▶ **Required action**
Copy out the full listing exactly, omitting any picture it contains.
== Data for this task
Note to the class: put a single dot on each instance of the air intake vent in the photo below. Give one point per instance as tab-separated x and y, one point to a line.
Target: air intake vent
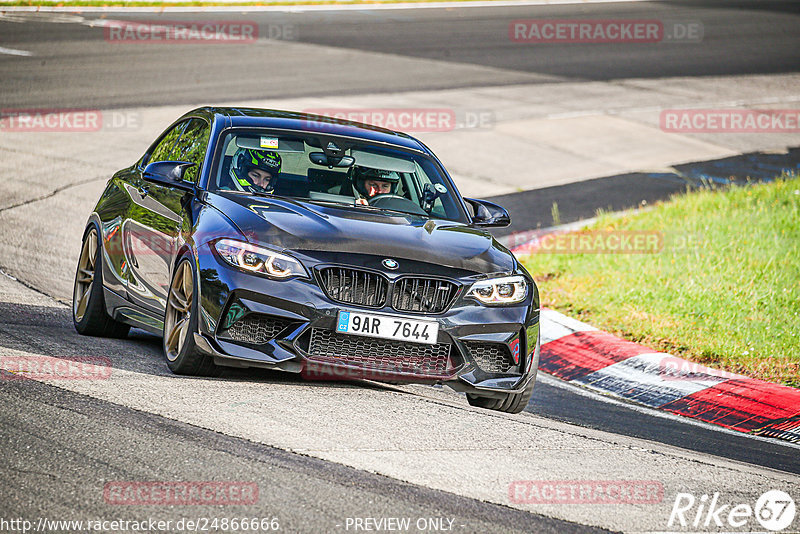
353	286
423	295
255	328
380	354
490	357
====
▶ **Reply to the task**
Note to the class: put a single dot on each instance of the air intake vent in the photo below. Give one point per instance as tab-separated x and y, one point to a line.
Target: air intake vent
353	286
423	295
255	328
380	354
490	357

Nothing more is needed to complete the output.